- Exercise input:
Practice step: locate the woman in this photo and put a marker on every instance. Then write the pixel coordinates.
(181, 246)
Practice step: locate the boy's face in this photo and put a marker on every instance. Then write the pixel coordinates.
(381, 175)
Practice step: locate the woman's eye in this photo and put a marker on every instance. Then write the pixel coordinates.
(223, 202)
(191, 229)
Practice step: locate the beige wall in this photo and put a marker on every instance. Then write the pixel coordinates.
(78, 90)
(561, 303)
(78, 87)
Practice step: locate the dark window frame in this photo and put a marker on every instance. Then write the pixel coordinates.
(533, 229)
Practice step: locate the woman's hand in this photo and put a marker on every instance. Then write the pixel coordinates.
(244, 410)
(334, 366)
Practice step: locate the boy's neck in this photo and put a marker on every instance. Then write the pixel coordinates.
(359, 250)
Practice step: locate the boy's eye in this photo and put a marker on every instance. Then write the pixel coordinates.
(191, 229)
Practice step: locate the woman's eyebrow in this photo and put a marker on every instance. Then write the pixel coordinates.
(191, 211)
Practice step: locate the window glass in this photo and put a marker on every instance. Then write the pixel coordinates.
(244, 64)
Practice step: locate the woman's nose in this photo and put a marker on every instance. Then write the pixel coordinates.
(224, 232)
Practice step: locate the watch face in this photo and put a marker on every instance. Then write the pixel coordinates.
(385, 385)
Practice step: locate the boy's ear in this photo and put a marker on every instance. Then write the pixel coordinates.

- Directions: Would you return all of the material exactly as written?

- Exercise solution:
Practice step: locate the woman in this photo and put a marker on every instance. Then write the pixel coordinates.
(181, 246)
Practice step: locate the boy's face in this photo and put a marker on every instance. Then write the pixel coordinates.
(381, 175)
Practice step: locate the woman's eye in this photo and put a marker on every instance. Then write the pixel coordinates.
(223, 202)
(191, 229)
Practice step: locate the beige wall in this photo and put a marker on every instance. Then write the pixel coordinates.
(78, 90)
(561, 303)
(78, 87)
Practice step: locate the dark window frame in this photo and put a marker on every instance. Then write the pixel coordinates.
(533, 229)
Practice step: locate the woman's hand in this photo and put a marker on every instance. Then write the pixel coordinates.
(244, 410)
(334, 366)
Practice step: locate the boy's neck in this photo and put a marker on every instance. Then write the pixel coordinates.
(359, 250)
Practice step: locate the boy's eye in this photo and put a marker on every instance. Then write the pixel coordinates.
(191, 229)
Practice step: locate the woman's eyebrow in this photo and put a marker on every instance. Then write the pixel coordinates.
(191, 211)
Practice step: locate the window glass in this photo and put a marker on every instance. Then write the pixel coordinates.
(244, 64)
Practice step: locate the woman's nose in this photo and put a marker on every instance. Then write the pixel coordinates.
(224, 232)
Practice step: locate the watch face in this photo and put a marker on every instance. Then write the pixel coordinates.
(385, 385)
Practice step: locate the boy's ear in this photo and put a marker on every instance. Then write the pixel coordinates.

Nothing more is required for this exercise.